WHAT IS EXPECTED =>
Turn everything from the line containing "Q: Point to every instance of the shirt collar" down to the last of the lines below into a numbered list, skipping blank lines. Leave the pictures out of your answer.

[Stored entries]
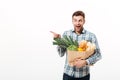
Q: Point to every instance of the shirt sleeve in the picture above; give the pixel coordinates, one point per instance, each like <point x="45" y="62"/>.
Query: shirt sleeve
<point x="97" y="54"/>
<point x="61" y="50"/>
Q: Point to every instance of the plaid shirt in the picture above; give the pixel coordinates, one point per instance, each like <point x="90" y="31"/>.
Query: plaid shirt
<point x="80" y="72"/>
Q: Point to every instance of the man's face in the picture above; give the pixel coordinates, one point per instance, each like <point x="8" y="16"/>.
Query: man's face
<point x="78" y="22"/>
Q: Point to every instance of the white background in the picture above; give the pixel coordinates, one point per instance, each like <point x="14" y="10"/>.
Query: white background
<point x="26" y="50"/>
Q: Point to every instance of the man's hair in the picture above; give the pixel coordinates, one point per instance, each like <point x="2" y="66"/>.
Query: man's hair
<point x="79" y="13"/>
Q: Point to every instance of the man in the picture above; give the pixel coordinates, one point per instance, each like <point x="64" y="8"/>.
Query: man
<point x="81" y="70"/>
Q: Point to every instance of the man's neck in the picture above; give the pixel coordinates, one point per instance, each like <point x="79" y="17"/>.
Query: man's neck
<point x="79" y="32"/>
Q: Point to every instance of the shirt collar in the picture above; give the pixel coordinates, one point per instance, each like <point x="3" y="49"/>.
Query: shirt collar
<point x="83" y="31"/>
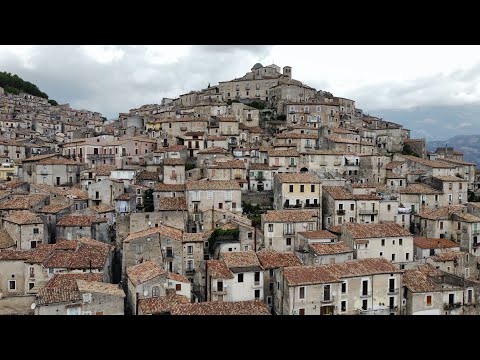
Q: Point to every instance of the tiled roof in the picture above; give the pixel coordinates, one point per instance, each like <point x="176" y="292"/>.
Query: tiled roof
<point x="6" y="240"/>
<point x="23" y="217"/>
<point x="229" y="164"/>
<point x="362" y="267"/>
<point x="260" y="166"/>
<point x="448" y="255"/>
<point x="281" y="153"/>
<point x="172" y="204"/>
<point x="213" y="150"/>
<point x="303" y="275"/>
<point x="169" y="187"/>
<point x="330" y="248"/>
<point x="147" y="175"/>
<point x="222" y="308"/>
<point x="271" y="259"/>
<point x="441" y="213"/>
<point x="218" y="269"/>
<point x="23" y="202"/>
<point x="429" y="163"/>
<point x="449" y="178"/>
<point x="54" y="208"/>
<point x="163" y="230"/>
<point x="80" y="220"/>
<point x="307" y="177"/>
<point x="178" y="278"/>
<point x="143" y="272"/>
<point x="161" y="304"/>
<point x="366" y="231"/>
<point x="419" y="281"/>
<point x="238" y="259"/>
<point x="393" y="164"/>
<point x="289" y="215"/>
<point x="173" y="161"/>
<point x="341" y="193"/>
<point x="205" y="184"/>
<point x="318" y="234"/>
<point x="419" y="189"/>
<point x="433" y="243"/>
<point x="100" y="287"/>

ANSWER FOR THIS EXERCISE =>
1. Q: Point to every instance of the shirt collar in the picture above; give the pixel coordinates, one point per instance, each like <point x="3" y="49"/>.
2. Query: shirt collar
3. <point x="83" y="31"/>
4. Q: Point to every instance of the tiled roof in the picture above; give the pixel coordinates, one point per instance, each like <point x="176" y="292"/>.
5. Query: tiled roof
6. <point x="6" y="240"/>
7. <point x="23" y="217"/>
8. <point x="229" y="164"/>
9. <point x="362" y="267"/>
10. <point x="260" y="166"/>
11. <point x="448" y="255"/>
12. <point x="281" y="153"/>
13. <point x="172" y="204"/>
14. <point x="213" y="150"/>
15. <point x="303" y="275"/>
16. <point x="169" y="187"/>
17. <point x="330" y="248"/>
18. <point x="147" y="175"/>
19. <point x="222" y="308"/>
20. <point x="271" y="259"/>
21. <point x="441" y="213"/>
22. <point x="218" y="269"/>
23. <point x="23" y="202"/>
24. <point x="429" y="163"/>
25. <point x="449" y="178"/>
26. <point x="54" y="208"/>
27. <point x="163" y="230"/>
28. <point x="80" y="220"/>
29. <point x="307" y="177"/>
30. <point x="178" y="278"/>
31. <point x="143" y="272"/>
32. <point x="161" y="304"/>
33. <point x="366" y="231"/>
34. <point x="419" y="281"/>
35. <point x="238" y="259"/>
36. <point x="393" y="164"/>
37. <point x="289" y="215"/>
38. <point x="173" y="161"/>
39. <point x="341" y="193"/>
40. <point x="205" y="184"/>
41. <point x="318" y="234"/>
42. <point x="419" y="189"/>
43. <point x="433" y="243"/>
44. <point x="100" y="287"/>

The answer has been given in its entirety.